WORK TASK ->
With pictures left out, output exactly the lines of the listing below from the line that has "Mark the empty stand, one point per instance." to the line that has "Mark the rocky", both lines kept.
======== PROVIDED MATERIAL
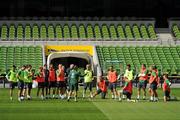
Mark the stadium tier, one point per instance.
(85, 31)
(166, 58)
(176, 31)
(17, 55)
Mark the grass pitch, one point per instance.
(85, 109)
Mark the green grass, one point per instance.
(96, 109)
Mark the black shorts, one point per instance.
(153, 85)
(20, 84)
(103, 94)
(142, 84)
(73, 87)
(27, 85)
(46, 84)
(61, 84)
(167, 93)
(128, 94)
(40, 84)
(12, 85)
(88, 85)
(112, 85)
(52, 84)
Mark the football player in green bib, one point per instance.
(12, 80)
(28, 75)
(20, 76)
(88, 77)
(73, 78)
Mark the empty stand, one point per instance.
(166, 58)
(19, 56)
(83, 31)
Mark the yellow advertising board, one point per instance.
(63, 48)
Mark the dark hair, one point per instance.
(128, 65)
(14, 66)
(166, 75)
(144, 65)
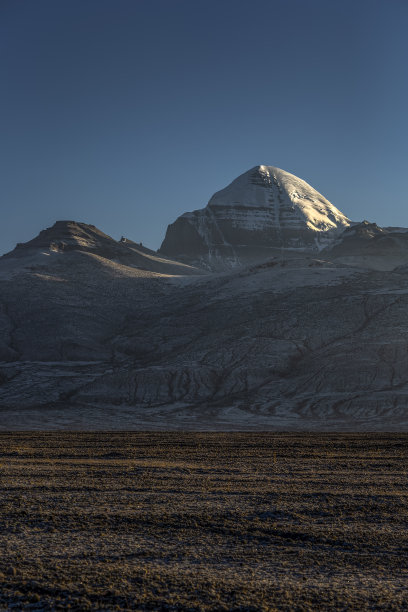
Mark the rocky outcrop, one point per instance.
================
======== PROVIDED MATERIAL
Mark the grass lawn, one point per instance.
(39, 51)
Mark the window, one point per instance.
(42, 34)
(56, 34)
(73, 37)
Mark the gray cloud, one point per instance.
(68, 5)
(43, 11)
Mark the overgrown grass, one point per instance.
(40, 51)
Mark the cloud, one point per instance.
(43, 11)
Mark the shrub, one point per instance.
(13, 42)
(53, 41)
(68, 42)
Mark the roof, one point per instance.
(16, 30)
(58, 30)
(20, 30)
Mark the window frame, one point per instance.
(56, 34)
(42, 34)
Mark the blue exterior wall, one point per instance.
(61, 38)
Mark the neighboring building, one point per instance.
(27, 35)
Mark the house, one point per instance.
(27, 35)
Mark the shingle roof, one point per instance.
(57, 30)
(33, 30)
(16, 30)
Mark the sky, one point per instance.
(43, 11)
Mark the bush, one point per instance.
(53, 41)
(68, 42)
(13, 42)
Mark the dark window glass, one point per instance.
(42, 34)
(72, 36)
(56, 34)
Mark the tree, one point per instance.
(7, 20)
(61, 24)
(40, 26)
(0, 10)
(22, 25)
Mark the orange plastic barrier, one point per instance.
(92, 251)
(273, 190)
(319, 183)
================
RESPONSE ->
Mark the empty stand, one point per instance.
(166, 58)
(19, 56)
(83, 31)
Mark the yellow advertising board, one point per instance.
(63, 48)
Mark the dark hair, one point per instance.
(128, 65)
(14, 66)
(166, 75)
(144, 65)
Mark the rocky outcrop, one point per instance.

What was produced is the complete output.